[Start of section]
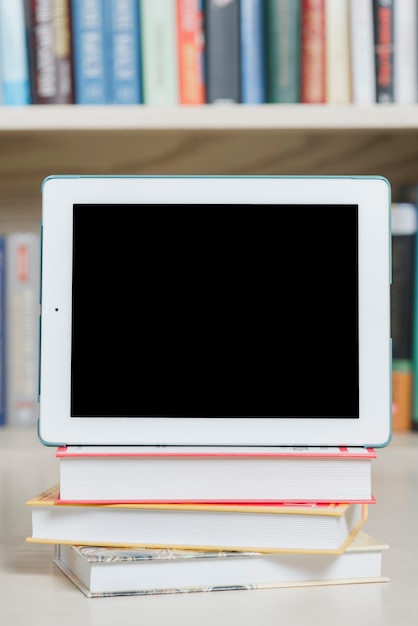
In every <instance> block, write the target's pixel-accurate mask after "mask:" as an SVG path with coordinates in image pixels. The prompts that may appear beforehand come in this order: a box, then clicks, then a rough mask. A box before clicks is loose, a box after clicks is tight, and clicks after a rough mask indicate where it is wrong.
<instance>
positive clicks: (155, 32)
mask: <svg viewBox="0 0 418 626" xmlns="http://www.w3.org/2000/svg"><path fill="white" fill-rule="evenodd" d="M140 11H141V13H140V17H141V19H140V24H141V42H142V71H143V101H144V104H150V105H156V106H161V105H176V104H178V103H179V85H178V48H177V27H176V2H174V1H173V0H141V4H140Z"/></svg>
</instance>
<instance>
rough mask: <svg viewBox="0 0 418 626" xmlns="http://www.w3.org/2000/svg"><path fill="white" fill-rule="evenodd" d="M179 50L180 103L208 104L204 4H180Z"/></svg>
mask: <svg viewBox="0 0 418 626" xmlns="http://www.w3.org/2000/svg"><path fill="white" fill-rule="evenodd" d="M177 48H178V52H177V54H178V80H179V103H180V104H204V103H205V101H206V85H205V75H204V69H205V60H204V54H205V45H204V32H203V0H177Z"/></svg>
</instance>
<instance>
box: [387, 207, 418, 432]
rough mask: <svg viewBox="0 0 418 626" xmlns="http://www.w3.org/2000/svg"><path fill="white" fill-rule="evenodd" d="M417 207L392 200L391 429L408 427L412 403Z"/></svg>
mask: <svg viewBox="0 0 418 626" xmlns="http://www.w3.org/2000/svg"><path fill="white" fill-rule="evenodd" d="M417 228H418V220H417V210H416V207H415V204H413V203H411V202H394V203H392V286H391V337H392V355H393V363H392V430H393V431H394V432H399V431H405V430H410V429H411V426H412V403H413V363H414V361H413V353H414V352H413V341H414V339H413V337H414V326H415V322H414V294H415V283H416V267H415V266H416V261H415V254H416V252H415V249H416V238H417Z"/></svg>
[End of section]
Arrange all of the records above as a numbered list with one item per line, skipping any blank lines. Leave the pictures out of the list.

ANSWER TO THIS EXERCISE:
1. In every <instance> block, write the target's pixel-accurate mask after "mask:" as an SVG path with coordinates in image pixels. The prompts that may appear beforehand come in this order: a box, then clicks, then a rough mask. A box before clicks is loose, a box after clicks is tight, and clicks after a rough mask indicate where it is wrong.
2. <instance>
3. positive clicks: (155, 32)
4. mask: <svg viewBox="0 0 418 626" xmlns="http://www.w3.org/2000/svg"><path fill="white" fill-rule="evenodd" d="M140 11H141V13H140V17H141V19H140V24H141V42H142V71H143V101H144V104H150V105H156V106H161V105H176V104H178V103H179V85H178V48H177V27H176V2H174V1H173V0H141V4H140Z"/></svg>
5. </instance>
6. <instance>
7. rough mask: <svg viewBox="0 0 418 626" xmlns="http://www.w3.org/2000/svg"><path fill="white" fill-rule="evenodd" d="M179 50L180 103L208 104L204 4H180Z"/></svg>
8. mask: <svg viewBox="0 0 418 626" xmlns="http://www.w3.org/2000/svg"><path fill="white" fill-rule="evenodd" d="M177 48H178V52H177V54H178V80H179V103H180V104H204V103H205V101H206V85H205V75H204V69H205V60H204V54H205V45H204V32H203V0H177Z"/></svg>
9. </instance>
10. <instance>
11. box: [387, 207, 418, 432]
12. rough mask: <svg viewBox="0 0 418 626" xmlns="http://www.w3.org/2000/svg"><path fill="white" fill-rule="evenodd" d="M417 207L392 200L391 429L408 427L412 403Z"/></svg>
13. mask: <svg viewBox="0 0 418 626" xmlns="http://www.w3.org/2000/svg"><path fill="white" fill-rule="evenodd" d="M417 228H418V220H417V210H416V207H415V204H413V203H411V202H394V203H392V286H391V337H392V355H393V363H392V430H393V431H394V432H399V431H405V430H410V429H411V426H412V403H413V363H414V361H413V353H414V352H413V341H414V339H413V337H414V326H415V322H414V294H415V283H416V267H415V266H416V261H415V254H416V252H415V249H416V238H417Z"/></svg>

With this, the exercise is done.